Sezione del documento
Nella prima metà del 2007, intorno alle intese che si andavano cercando fra i partiti sulla definizione di un primo testo comune da adottare per il prosieguo del lavori della Commissione Affari costituzionali del Senato, prese forma la così detta proposta «Ispano-tedesca» come ipotesi di un sistema che poteva conciliare una competizione proporzionale e personalizzata con gli effetti aggregativi e – sperabilmente – bipolari della ‘correzione’ maggioritaria che consegue alla ridotta dimensione delle circoscrizioni e alla adozione in quelle del metodo di ripartizione d’Hondt.

Del sistema tedesco assume la bipartizione dei seggi al 50% fra collegi uninominali e liste circoscrizionali, la ripartizione dei seggi con metodo proporzionale e il “riassorbimento” nella quota proporzionale dei seggi ottenuti nei collegi uninominali. Ispirandosi però al sistema spagnolo le circoscrizioni sono formate da complessi di 6, 7 o 8 collegi uninominali ed assegnano complessivamente 12, 14, 16 seggi ; questi sono ripartiti con il metodo d’Hondt in ciascuna circoscrizione, senza alcun recupero nazionale. Alla soglia espressa del 3% circoscrizionale si aggiunge quindi quella implicita determinata dal metodo di ripartizione. L’elettore dispone di un solo voto, espresso per il candidato uninominale; quel voto è computato nella cifra elettorale della lista collegata a quel candidato. La personalizzazione del voto (in luogo del voto di preferenza) non tocca soltanto il candidato nel collegio uninominale, ma si estende ai candidati della breve lista circoscrizionale, anch’essi elencati nella scheda di votazione; le liste circoscrizionali non esauriscono le candidature possibili e lasciano spazio alla elezione dei ‘migliori perdenti’ come nel sistema introdotto dalla ‘legge Mattarella’ per l’elezione del Senato.

Dati forniti

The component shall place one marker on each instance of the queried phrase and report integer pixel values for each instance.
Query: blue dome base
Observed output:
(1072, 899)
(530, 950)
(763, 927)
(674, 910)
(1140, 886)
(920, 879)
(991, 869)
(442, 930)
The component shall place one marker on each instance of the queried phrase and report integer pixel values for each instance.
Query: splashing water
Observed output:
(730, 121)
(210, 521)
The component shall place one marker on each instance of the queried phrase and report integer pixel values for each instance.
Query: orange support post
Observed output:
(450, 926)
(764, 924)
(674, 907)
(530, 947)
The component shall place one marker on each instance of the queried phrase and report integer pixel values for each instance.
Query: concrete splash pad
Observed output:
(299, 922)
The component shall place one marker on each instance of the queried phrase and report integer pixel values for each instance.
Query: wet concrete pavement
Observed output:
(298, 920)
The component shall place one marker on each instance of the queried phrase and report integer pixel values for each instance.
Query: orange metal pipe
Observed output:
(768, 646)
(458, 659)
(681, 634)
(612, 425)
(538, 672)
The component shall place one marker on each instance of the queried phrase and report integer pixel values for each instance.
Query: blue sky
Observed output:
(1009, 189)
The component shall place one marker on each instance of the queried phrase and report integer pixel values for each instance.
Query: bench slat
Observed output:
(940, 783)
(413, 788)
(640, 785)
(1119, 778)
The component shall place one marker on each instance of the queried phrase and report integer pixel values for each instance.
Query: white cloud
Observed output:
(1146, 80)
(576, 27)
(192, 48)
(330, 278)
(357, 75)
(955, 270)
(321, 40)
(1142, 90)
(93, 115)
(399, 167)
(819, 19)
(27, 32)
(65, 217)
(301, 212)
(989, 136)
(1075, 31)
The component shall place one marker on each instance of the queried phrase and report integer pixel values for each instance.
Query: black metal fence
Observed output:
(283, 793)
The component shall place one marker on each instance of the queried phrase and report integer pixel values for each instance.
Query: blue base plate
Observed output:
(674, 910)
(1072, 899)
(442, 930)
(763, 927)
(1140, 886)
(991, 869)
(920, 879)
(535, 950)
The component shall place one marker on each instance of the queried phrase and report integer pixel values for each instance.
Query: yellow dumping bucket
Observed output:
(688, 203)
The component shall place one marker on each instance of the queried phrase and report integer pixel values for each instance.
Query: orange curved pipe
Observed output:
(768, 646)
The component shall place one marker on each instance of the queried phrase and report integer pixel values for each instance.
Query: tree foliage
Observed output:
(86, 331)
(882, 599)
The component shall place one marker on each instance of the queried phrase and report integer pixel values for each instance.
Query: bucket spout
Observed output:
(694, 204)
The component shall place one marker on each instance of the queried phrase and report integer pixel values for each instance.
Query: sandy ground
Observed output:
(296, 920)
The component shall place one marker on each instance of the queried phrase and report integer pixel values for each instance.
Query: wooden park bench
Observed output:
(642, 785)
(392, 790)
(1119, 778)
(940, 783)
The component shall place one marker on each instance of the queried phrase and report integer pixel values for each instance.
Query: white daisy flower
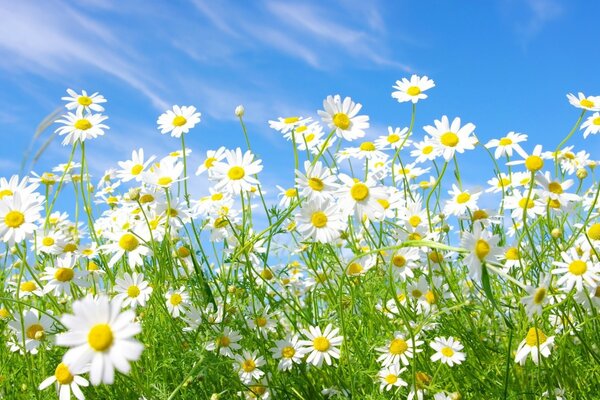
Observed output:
(178, 121)
(412, 90)
(100, 334)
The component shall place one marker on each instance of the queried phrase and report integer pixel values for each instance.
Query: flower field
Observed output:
(376, 274)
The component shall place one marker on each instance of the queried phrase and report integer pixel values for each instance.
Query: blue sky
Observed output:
(503, 65)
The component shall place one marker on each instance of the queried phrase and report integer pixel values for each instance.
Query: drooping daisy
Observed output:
(178, 121)
(342, 116)
(133, 290)
(591, 125)
(248, 366)
(389, 377)
(288, 351)
(84, 101)
(412, 90)
(100, 334)
(506, 144)
(576, 270)
(235, 173)
(448, 351)
(590, 103)
(535, 343)
(81, 127)
(67, 380)
(449, 138)
(18, 216)
(321, 345)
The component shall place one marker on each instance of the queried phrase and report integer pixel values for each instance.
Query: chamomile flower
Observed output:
(506, 144)
(591, 126)
(67, 380)
(100, 334)
(321, 345)
(590, 103)
(535, 343)
(133, 290)
(449, 138)
(342, 116)
(81, 127)
(235, 173)
(84, 101)
(448, 351)
(389, 377)
(178, 121)
(413, 89)
(288, 351)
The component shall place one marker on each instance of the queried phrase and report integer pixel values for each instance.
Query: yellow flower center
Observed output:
(534, 163)
(413, 91)
(535, 337)
(83, 124)
(367, 146)
(63, 375)
(319, 219)
(447, 351)
(341, 121)
(14, 219)
(64, 274)
(288, 352)
(449, 139)
(175, 299)
(578, 267)
(248, 365)
(482, 249)
(463, 198)
(33, 331)
(179, 120)
(100, 337)
(316, 184)
(128, 242)
(236, 173)
(398, 346)
(321, 343)
(359, 191)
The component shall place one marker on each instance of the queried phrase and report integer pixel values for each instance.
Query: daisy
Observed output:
(225, 342)
(412, 90)
(317, 183)
(18, 216)
(133, 290)
(66, 380)
(133, 169)
(535, 343)
(321, 345)
(320, 221)
(448, 351)
(399, 350)
(84, 101)
(31, 330)
(248, 365)
(288, 352)
(100, 334)
(451, 138)
(177, 301)
(591, 103)
(389, 377)
(506, 144)
(178, 121)
(576, 270)
(591, 125)
(342, 117)
(81, 127)
(235, 174)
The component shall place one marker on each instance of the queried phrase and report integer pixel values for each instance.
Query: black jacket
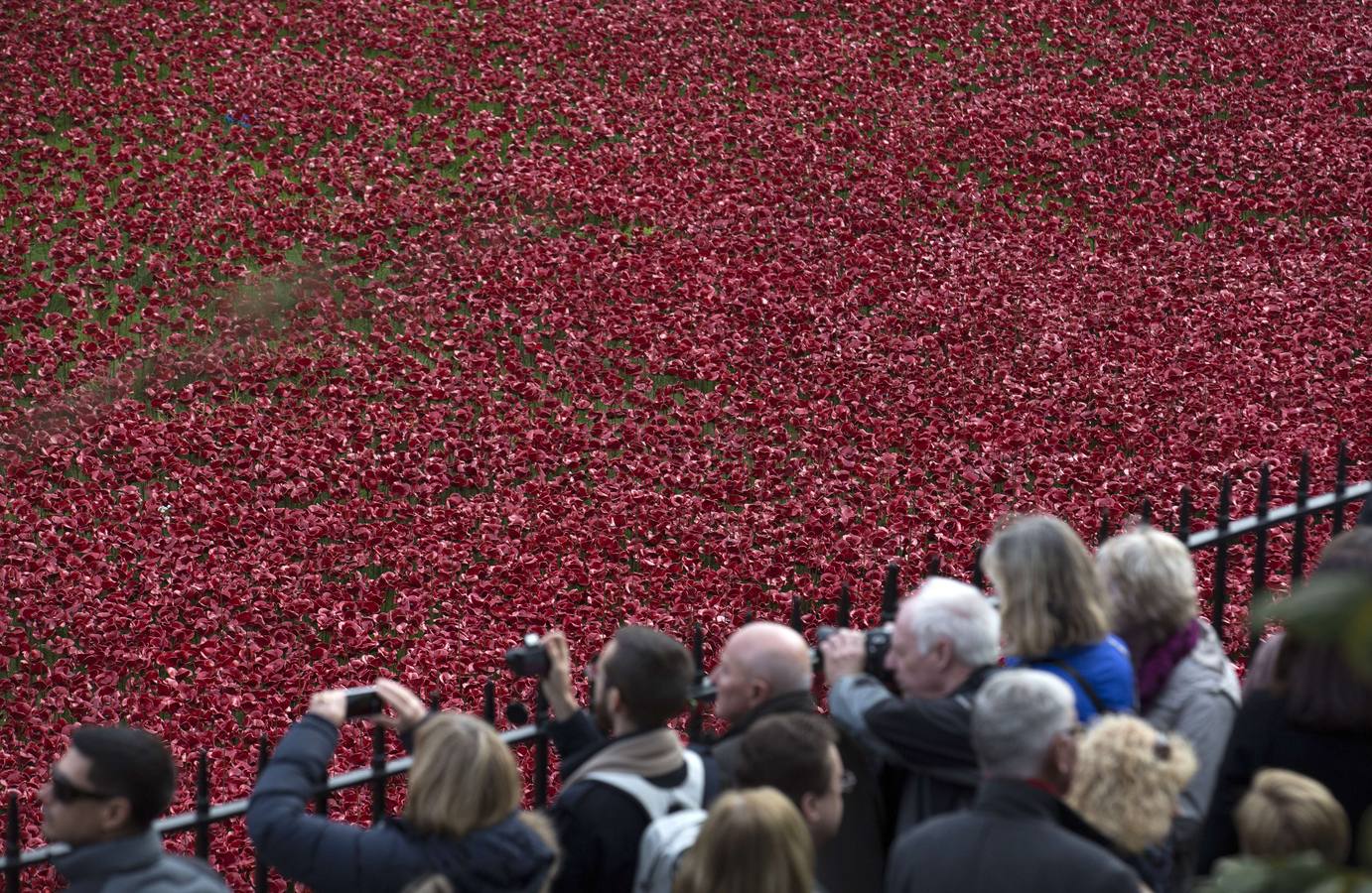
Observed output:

Esercizi da svolgere
(a) Modifica la parte della sezione del documento che comincia con le parole «Nella prima metà» e termina con «di ripartizione d’Hondt.», sostituendo «prima metà» con «seconda metà».
(b) Nella sezione del documento, quale soglia esplicita di sbarramento prevede la proposta «Ispano-tedesca»?

Risultati attesi
(a)
Nella seconda metà del 2007, intorno alle intese che si andavano cercando fra i partiti sulla definizione di un primo testo comune da adottare per il prosieguo del lavori della Commissione Affari costituzionali del Senato, prese forma la così detta proposta «Ispano-tedesca» come ipotesi di un sistema che poteva conciliare una competizione proporzionale e personalizzata con gli effetti aggregativi e – sperabilmente – bipolari della ‘correzione’ maggioritaria che consegue alla ridotta dimensione delle circoscrizioni e alla adozione in quelle del metodo di ripartizione d’Hondt.

(b) Una soglia del 3% circoscrizionale.